===== Supplied passage =====
New eval method tests AI security across multiple dimensions
Vary the sandbox, not just the model — a new approach to cyberhardening evals
Quinn on LessWrong argues that current AI evals are too narrow: typically 1 x n or k x n (models x samples). Instead, we need k x n x m evals that vary multiple dimensions—like sandbox runtimes, proof stacks, or code implementations—while holding the red-teaming LLM constant. This flips the evaluation: the LLM becomes the oracle, and the infrastructure/components become the variable. The box-arena example from Apart's AI Control hackathon tested container invariant violations across base models (Anthropic, OpenAI) and OCI runtimes (gVisor, runc). The preliminary result: gVisor provides stronger isolation. This method scales because tokens are cheap and new runtimes (e.g., Lean-written OCI runtimes) will appear.
Extending the idea, Quinn envisions leaderboards for critical libraries like OpenSSL. Soon developers could choose between legacy forks, partially retrofitted proof stacks (refinedC), greenfield Rust, or Lean implementations. Instead of just performance benchmarks, we can use LLMs as blackhat oracles to measure relative vulnerability rates. Similar leaderboards could apply to curl, Docker, Postgres, or Linux. The goal: empirical, multidimensional security comparisons that go beyond trusting a single proof. This is an ambitious but measurable path to cyberhardening—and one that's deployable now with existing LLM capabilities.
- Multidimensional evals vary runtime environments (e.g., gVisor vs runc) alongside base models
- Box-arena example: tested gVisor vs runc across Anthropic/OpenAI models; found gVisor safer
- Aspirational: OpenSSL leaderboard comparing legacy, proof-stack-retrofitted, and greenfield implementations on attack surface
Why It Matters
Enables empirical security comparisons across different AI implementations and infrastructure choices, not just model quality.
===== Data for review =====
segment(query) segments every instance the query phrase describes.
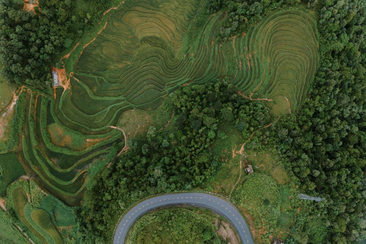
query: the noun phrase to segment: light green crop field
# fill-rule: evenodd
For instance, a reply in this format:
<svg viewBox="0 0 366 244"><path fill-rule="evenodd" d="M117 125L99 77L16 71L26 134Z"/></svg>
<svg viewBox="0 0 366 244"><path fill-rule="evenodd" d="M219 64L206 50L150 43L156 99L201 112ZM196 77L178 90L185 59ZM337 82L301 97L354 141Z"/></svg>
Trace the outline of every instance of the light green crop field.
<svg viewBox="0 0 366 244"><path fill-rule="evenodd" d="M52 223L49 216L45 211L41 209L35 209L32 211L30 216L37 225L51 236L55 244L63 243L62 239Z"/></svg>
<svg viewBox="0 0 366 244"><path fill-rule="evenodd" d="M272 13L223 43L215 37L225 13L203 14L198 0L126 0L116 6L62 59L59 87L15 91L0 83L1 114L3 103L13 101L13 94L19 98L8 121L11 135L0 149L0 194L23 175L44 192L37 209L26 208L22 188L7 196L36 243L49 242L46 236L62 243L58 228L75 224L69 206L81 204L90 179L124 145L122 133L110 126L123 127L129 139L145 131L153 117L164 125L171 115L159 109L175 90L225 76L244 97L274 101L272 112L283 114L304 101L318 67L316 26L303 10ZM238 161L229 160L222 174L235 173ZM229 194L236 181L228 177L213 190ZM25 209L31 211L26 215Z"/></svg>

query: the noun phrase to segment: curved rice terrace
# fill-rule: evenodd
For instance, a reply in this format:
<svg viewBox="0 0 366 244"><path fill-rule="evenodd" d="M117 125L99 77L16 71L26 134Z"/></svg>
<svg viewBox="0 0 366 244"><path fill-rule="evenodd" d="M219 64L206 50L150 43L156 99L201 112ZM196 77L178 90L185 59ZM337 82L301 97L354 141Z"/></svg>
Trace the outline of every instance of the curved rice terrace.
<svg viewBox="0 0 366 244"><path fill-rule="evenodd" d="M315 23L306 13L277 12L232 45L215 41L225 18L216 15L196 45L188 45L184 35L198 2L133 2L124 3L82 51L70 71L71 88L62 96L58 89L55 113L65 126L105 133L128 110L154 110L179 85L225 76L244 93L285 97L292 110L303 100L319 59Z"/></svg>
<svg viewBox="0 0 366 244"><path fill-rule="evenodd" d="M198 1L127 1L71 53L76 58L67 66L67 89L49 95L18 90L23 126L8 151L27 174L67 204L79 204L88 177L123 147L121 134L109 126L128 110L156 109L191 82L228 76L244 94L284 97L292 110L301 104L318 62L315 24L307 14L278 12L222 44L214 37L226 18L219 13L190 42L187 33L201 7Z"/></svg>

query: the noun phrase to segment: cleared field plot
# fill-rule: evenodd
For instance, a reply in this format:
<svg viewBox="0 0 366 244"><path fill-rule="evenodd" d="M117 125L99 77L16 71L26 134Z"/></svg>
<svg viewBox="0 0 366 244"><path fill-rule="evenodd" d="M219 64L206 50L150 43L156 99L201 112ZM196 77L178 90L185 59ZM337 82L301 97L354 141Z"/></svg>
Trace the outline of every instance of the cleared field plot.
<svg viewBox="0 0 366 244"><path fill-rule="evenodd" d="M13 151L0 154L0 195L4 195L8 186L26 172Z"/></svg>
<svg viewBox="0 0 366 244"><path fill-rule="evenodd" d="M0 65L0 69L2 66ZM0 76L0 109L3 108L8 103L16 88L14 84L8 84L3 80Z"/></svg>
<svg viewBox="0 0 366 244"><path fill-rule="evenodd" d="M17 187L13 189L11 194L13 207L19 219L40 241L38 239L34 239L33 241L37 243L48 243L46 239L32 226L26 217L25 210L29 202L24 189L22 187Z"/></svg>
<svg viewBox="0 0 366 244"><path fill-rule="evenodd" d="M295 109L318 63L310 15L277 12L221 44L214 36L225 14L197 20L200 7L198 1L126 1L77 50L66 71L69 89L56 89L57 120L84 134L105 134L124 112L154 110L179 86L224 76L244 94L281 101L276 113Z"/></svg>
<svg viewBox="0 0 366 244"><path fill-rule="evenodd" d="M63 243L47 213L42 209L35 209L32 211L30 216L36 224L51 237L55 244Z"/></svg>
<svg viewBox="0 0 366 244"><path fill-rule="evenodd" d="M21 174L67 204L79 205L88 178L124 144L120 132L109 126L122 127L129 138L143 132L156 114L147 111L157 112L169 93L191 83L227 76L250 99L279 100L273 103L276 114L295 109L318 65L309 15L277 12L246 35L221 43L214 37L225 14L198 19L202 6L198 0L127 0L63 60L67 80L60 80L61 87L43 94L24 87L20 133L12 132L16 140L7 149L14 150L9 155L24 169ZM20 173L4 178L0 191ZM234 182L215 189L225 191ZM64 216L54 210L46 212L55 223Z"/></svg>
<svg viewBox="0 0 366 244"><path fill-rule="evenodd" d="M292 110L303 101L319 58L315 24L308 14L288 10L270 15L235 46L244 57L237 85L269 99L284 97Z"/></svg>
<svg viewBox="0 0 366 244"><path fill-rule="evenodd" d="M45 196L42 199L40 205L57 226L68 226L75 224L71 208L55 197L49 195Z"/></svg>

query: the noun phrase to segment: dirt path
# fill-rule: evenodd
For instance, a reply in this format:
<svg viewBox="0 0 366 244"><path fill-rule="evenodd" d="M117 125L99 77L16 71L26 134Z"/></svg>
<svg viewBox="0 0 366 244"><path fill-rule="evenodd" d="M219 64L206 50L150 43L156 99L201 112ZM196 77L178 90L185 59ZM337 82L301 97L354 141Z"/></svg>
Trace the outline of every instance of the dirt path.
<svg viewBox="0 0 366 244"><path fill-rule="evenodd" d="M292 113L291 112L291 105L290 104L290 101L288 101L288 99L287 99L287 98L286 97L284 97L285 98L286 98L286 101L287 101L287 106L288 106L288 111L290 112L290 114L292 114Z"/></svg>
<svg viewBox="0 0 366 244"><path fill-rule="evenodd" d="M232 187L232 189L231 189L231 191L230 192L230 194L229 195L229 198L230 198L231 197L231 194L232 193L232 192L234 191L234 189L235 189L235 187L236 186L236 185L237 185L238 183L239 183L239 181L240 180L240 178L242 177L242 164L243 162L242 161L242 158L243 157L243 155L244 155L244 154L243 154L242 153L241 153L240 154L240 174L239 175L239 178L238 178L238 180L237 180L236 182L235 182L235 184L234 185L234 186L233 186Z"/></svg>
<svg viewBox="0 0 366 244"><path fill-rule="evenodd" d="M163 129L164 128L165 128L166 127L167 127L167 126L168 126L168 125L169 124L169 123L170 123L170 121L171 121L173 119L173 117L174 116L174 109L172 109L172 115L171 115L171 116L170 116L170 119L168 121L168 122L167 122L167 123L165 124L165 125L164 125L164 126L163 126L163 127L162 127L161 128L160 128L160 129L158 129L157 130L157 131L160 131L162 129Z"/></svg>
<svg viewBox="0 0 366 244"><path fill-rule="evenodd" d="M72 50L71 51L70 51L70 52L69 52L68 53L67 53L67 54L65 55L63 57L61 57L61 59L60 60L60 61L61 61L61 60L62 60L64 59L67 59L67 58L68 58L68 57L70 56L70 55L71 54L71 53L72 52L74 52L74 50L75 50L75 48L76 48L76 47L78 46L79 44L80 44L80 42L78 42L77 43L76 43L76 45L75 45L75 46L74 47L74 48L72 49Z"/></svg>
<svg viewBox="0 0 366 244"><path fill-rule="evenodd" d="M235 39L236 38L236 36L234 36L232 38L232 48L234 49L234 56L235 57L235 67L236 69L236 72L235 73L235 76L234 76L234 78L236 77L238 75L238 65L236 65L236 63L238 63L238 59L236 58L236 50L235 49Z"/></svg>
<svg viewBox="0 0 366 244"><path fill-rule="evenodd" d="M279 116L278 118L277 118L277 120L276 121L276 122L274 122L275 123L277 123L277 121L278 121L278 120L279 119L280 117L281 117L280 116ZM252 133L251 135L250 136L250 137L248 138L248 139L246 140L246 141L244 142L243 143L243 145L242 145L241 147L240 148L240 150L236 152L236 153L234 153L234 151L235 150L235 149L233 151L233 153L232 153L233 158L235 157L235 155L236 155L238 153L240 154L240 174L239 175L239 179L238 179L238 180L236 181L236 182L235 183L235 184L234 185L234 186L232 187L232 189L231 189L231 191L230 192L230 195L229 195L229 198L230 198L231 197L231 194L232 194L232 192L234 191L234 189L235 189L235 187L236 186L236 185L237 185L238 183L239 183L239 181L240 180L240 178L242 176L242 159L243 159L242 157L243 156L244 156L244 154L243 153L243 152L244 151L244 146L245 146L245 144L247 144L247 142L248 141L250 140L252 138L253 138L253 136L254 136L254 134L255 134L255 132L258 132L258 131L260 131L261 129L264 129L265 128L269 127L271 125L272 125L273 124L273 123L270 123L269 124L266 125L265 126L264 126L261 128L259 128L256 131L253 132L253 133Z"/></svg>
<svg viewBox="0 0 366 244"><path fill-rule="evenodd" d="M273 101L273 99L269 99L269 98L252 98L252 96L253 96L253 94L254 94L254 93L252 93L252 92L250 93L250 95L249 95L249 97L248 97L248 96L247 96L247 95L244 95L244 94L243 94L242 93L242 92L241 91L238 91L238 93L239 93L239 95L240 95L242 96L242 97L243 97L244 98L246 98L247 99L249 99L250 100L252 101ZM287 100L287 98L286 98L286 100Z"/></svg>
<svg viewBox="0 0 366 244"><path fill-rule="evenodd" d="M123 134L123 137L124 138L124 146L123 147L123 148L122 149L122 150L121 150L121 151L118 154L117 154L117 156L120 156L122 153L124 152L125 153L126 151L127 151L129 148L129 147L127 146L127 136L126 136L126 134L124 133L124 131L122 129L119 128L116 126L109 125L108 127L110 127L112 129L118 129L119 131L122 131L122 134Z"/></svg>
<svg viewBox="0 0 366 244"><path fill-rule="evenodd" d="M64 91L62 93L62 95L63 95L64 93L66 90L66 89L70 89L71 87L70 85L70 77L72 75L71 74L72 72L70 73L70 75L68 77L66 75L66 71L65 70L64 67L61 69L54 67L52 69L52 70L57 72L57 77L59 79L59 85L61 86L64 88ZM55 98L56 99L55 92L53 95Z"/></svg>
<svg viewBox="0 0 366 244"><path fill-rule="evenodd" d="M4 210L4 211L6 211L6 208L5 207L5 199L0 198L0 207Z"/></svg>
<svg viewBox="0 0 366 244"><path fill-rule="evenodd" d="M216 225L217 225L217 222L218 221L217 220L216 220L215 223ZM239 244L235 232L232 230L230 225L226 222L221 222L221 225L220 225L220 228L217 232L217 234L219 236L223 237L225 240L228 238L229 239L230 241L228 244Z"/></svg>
=====
* _What this task involves_
Copy everything from "- Multidimensional evals" down to "just model quality." in the write-up on multidimensional AI security evals above, word for word.

* _Result_
- Multidimensional evals vary runtime environments (e.g., gVisor vs runc) alongside base models
- Box-arena example: tested gVisor vs runc across Anthropic/OpenAI models; found gVisor safer
- Aspirational: OpenSSL leaderboard comparing legacy, proof-stack-retrofitted, and greenfield implementations on attack surface
Why It Matters
Enables empirical security comparisons across different AI implementations and infrastructure choices, not just model quality.